#### Action item
Could you retype all of the entries exactly, without their pictures?

[Stored entries]

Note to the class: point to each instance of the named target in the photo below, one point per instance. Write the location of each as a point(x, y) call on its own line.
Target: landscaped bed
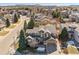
point(2, 33)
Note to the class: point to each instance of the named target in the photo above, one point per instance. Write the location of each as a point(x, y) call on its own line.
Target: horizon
point(43, 4)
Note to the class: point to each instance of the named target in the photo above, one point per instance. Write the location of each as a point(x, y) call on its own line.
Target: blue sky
point(57, 4)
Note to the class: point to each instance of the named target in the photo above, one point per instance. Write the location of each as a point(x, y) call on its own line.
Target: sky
point(44, 4)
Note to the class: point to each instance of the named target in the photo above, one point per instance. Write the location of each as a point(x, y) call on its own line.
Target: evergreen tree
point(22, 41)
point(15, 18)
point(64, 37)
point(25, 26)
point(7, 23)
point(31, 23)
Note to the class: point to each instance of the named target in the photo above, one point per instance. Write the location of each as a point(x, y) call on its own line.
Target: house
point(2, 22)
point(74, 16)
point(65, 13)
point(31, 41)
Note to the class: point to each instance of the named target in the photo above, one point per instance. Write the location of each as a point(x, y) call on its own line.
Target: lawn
point(12, 26)
point(2, 33)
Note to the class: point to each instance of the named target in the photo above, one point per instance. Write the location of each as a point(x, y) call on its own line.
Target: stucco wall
point(7, 41)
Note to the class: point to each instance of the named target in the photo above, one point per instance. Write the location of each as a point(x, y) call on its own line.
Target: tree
point(25, 26)
point(64, 36)
point(55, 14)
point(31, 23)
point(22, 41)
point(15, 18)
point(7, 23)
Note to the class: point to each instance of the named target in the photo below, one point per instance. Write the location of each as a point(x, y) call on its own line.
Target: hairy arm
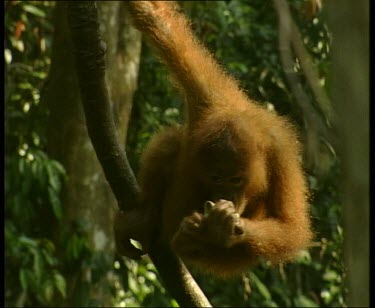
point(143, 223)
point(286, 227)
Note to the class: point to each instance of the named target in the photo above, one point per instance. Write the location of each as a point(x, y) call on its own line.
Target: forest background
point(59, 247)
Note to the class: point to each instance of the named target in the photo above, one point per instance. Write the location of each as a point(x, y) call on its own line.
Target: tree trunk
point(349, 22)
point(87, 194)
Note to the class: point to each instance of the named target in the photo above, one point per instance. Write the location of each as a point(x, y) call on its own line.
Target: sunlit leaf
point(60, 284)
point(32, 9)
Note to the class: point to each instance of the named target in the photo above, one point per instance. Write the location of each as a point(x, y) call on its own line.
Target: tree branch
point(315, 124)
point(90, 66)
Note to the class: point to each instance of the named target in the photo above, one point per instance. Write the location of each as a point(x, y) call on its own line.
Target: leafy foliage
point(41, 253)
point(244, 37)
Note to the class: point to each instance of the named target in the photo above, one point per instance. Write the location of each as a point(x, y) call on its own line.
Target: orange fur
point(254, 152)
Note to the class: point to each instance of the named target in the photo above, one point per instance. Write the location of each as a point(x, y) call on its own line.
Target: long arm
point(203, 81)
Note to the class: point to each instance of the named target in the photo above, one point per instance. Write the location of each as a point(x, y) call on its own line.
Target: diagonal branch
point(90, 66)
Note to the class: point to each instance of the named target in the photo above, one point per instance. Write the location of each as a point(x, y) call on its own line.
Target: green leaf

#### Written answer
Note to the class: point to each instance of the named target in the photo below, one point per instance. Write the location of each as a point(x, y) call on its own line.
Target: landscaped bed
point(2, 33)
Note to the class: point to each instance of the named target in the photo above, one point per instance. Write the location of each as a point(x, y) call on its own line.
Target: horizon
point(43, 4)
Note to the class: point to each instance of the named target in the photo above, one point per instance. Write the location of each as a point(x, y) call on its own line.
Target: blue sky
point(57, 4)
Note to the class: point to each instance of the named target in the photo above, one point per instance. Write the location of each as a point(x, y) call on its own line.
Target: sky
point(44, 4)
Note to the class: point to each instance of the named target in the photo above, one point per instance. Write the location of each as a point(x, y) call on its own line.
Target: evergreen tree
point(22, 41)
point(15, 18)
point(64, 37)
point(25, 26)
point(7, 23)
point(31, 23)
Note to the class: point to each instance of the named target in the photo above, one point per instance. Write the location of each as a point(x, y) call on its own line.
Target: house
point(2, 22)
point(74, 16)
point(65, 13)
point(31, 41)
Note to the class: point to each instance of the named target in the photo above, one point per instance. Write the location of each as a point(x, y) call on its own line.
Target: lawn
point(12, 26)
point(2, 33)
Note to the class: point to each instance of the named target in the photo above, one point per instance. Write the location of each as a point(x, y) call on its own line.
Target: stucco wall
point(7, 41)
Note to the class: point to each instance of the named target in the photo above, one point per instance. Write the location of each as a point(x, y) call on its own line.
Target: tree
point(25, 26)
point(64, 36)
point(55, 14)
point(31, 23)
point(22, 41)
point(15, 18)
point(7, 23)
Note to the class: point to each instance of the named target in the photo below, one point per instance. Write the location of each as a point(x, y) call on its own line.
Target: hairy arm
point(143, 223)
point(286, 227)
Note to the class: point to each instance of the named target in the photo above, one point per instance. Write the location of each as a point(x, y) call on its own line.
Target: forest background
point(59, 247)
Note to the class: point to each instance of the named target in the photo above, one point per instance. Write the location of each as a point(x, y) call on its own line.
Target: tree trunk
point(349, 22)
point(87, 194)
Note to the class: point to each instance of the named target in the photo above, one point per instance. Write the location of each as a point(x, y) call on its own line.
Target: sunlit leaf
point(60, 284)
point(32, 9)
Note to the class: point to each instance of the named target in the photo above, one point per instance. Write the location of each as a point(x, y) call on its own line.
Target: tree branch
point(315, 124)
point(90, 66)
Note to the class: point to each instance of the named target in the photo above, one point per instance. Write the location of each as a point(x, y) call on its own line.
Target: leafy foliage
point(41, 253)
point(244, 37)
Note to the class: point to each instance of the named target in the photo above, one point per instance. Write the location of each as a point(x, y) call on its own line.
Target: orange fur
point(254, 152)
Note to the class: point to each instance of the named target in the photo above, one point per instance. Write the location of each as a point(x, y) call on its own line.
Target: long arm
point(203, 81)
Note to the class: point to each instance of the named target in the photo above, one point per instance. Write the location of each as a point(x, y) call on its own line.
Target: diagonal branch
point(90, 66)
Note to the class: point to each instance of the named target in the photo above, one point per instance. Write the location of each as a point(x, y) call on its own line.
Target: green leaf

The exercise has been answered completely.